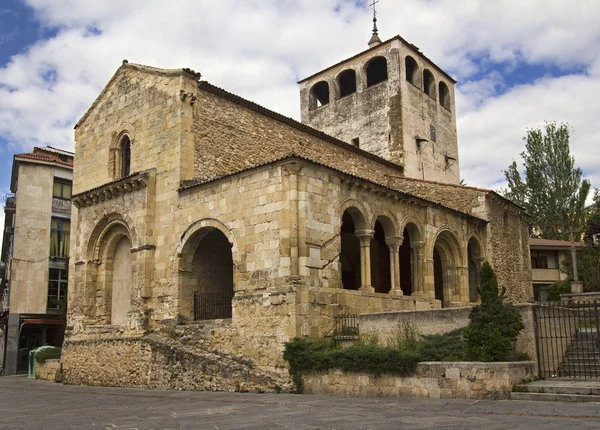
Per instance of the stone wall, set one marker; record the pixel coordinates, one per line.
(161, 363)
(46, 371)
(444, 380)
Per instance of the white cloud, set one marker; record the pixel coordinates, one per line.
(258, 49)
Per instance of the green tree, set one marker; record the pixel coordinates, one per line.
(494, 325)
(552, 191)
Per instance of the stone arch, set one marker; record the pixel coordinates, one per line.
(106, 218)
(411, 255)
(444, 95)
(385, 231)
(346, 82)
(447, 263)
(429, 83)
(412, 70)
(474, 259)
(207, 256)
(376, 70)
(319, 94)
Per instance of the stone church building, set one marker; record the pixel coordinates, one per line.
(192, 203)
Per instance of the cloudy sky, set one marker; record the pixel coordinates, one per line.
(517, 62)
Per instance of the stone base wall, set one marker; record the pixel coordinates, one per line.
(46, 371)
(161, 363)
(465, 380)
(386, 326)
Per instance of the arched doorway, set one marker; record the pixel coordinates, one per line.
(207, 276)
(446, 268)
(474, 262)
(350, 250)
(121, 282)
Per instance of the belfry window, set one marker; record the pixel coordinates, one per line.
(376, 71)
(125, 156)
(411, 70)
(429, 83)
(320, 95)
(347, 82)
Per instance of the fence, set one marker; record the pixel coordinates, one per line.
(210, 306)
(345, 327)
(568, 340)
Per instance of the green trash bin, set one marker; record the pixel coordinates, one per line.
(31, 368)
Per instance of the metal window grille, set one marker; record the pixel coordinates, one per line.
(209, 306)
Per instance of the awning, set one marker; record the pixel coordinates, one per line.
(40, 321)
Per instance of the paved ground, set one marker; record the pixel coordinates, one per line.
(27, 404)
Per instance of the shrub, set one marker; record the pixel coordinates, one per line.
(558, 288)
(494, 325)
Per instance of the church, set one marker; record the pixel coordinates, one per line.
(199, 212)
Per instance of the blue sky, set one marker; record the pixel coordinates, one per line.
(518, 63)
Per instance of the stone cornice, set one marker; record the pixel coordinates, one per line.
(111, 190)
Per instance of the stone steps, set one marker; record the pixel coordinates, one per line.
(559, 390)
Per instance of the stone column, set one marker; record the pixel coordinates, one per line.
(365, 237)
(394, 244)
(419, 287)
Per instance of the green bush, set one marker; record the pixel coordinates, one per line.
(558, 288)
(442, 347)
(494, 325)
(304, 355)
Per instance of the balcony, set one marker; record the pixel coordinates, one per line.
(61, 206)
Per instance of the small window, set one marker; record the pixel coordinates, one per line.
(320, 94)
(347, 82)
(125, 156)
(411, 70)
(444, 95)
(376, 71)
(60, 234)
(539, 260)
(62, 189)
(57, 288)
(429, 83)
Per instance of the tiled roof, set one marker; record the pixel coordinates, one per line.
(548, 243)
(46, 157)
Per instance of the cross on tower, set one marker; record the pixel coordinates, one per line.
(374, 16)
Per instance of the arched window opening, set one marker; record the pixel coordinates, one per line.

Instructions for the task: Output the records above exactly as they are, leaving out the pictures.

Task answer:
Per instance of the stone wall, set one marker; record the pixel coordinates, one per line.
(161, 363)
(46, 371)
(444, 380)
Per instance of the white cloud, set one marker; record the pixel coordinates, one per line.
(258, 49)
Per instance of the green tree, set one marker; record the pixel coordinates, one per line.
(494, 325)
(552, 191)
Per instance of the stone arch, set one marker; record the pixel coordinates, one per line.
(106, 218)
(411, 255)
(444, 95)
(385, 231)
(346, 82)
(447, 263)
(429, 83)
(412, 70)
(474, 259)
(207, 256)
(376, 70)
(319, 94)
Per instance of the stone church building, set one marker; record the pixel coordinates, one per line.
(192, 203)
Per instance of the cloudy sky, set one marker; record the pixel coordinates, one per line.
(517, 62)
Per instance of the stone base wall, set one marker; record the pixel coordinates, one per line.
(46, 371)
(161, 363)
(465, 380)
(386, 326)
Per instance of the arched doorway, set one marker; record the pixel coordinates, one per line.
(207, 276)
(446, 268)
(474, 262)
(350, 250)
(121, 282)
Per instance of the belfry window, set one marker; record the pixel coordinates, one per line.
(376, 71)
(125, 156)
(411, 70)
(429, 83)
(320, 95)
(347, 82)
Per instance of the fence, set one marker; record the pixel coordinates, one per line.
(210, 306)
(345, 327)
(568, 340)
Per instance of the green trash bin, set one marker; record the pixel coordinates, one per line.
(31, 368)
Per instance of the metal window grille, set one marker; record the pixel coordinates, one per line.
(209, 306)
Per instance of the awning, set one marker; record the pixel coordinates, one per line.
(40, 321)
Per instance of the paved ground, set one marker; record the pixel coordinates, one per line.
(27, 404)
Per instance of the shrub, set one marker; record the pixel coordinates, one per line.
(558, 288)
(494, 325)
Per instance of the church, set one marker; record the pixel coordinates, one per line.
(199, 212)
Per instance of the blue sky, set one marker; record the pixel coordinates, one per line.
(518, 63)
Per instance of the stone cornice, set one marker; record the pixel coordinates, one per line.
(111, 190)
Per instance of the stone steps, set one marker; record the pixel coordinates, one per line.
(559, 390)
Per instance of the stone column, set one marker; record the pixel coordinates, one per line.
(365, 237)
(394, 244)
(419, 287)
Per instance of the green bush, set one marker; record the pixel coordinates, one per line.
(558, 288)
(442, 347)
(494, 325)
(304, 355)
Per instance of the balcony, set one marker; record the pixel coordinates, one per line.
(61, 206)
Per instance of the small window, set one marker; record the pixel coordinates, one per line.
(320, 94)
(347, 82)
(125, 156)
(411, 70)
(444, 95)
(376, 71)
(60, 234)
(539, 260)
(62, 189)
(57, 288)
(429, 83)
Per instance of the tiled roof, set one marker; record the pixel coordinates, one per line.
(548, 243)
(46, 157)
Per instance of the cross on tower, set one marker; record the pixel coordinates, one per line.
(374, 16)
Per instance of the arched window opening, set one marker; record the pixel coordinates, one per line.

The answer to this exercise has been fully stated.